### Directions:
Restate word for word the line containing "Point out the guitar bridge, one" and every following line in the material below, up to and including the last one.

### Extracted material:
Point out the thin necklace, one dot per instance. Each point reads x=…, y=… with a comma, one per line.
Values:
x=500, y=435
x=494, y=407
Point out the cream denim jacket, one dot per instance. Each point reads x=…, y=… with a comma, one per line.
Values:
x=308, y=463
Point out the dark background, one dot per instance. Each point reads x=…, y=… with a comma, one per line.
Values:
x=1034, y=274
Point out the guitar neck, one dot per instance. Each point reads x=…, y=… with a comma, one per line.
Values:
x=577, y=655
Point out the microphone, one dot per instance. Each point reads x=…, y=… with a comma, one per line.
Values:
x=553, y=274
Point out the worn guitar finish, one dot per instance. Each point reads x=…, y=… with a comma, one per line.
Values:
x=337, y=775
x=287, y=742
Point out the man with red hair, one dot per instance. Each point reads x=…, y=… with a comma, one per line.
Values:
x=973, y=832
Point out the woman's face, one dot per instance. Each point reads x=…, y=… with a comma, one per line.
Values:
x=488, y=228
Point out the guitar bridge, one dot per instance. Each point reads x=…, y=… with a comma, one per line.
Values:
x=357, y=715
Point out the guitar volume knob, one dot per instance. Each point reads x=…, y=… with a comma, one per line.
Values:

### Answer:
Point out the guitar bridge, one dot per instance. Each point reads x=…, y=… with a comma, one per line.
Values:
x=357, y=715
Point out the guitar volume knob, one dot per instance. Each point reads x=…, y=… with a comma, one per line.
Values:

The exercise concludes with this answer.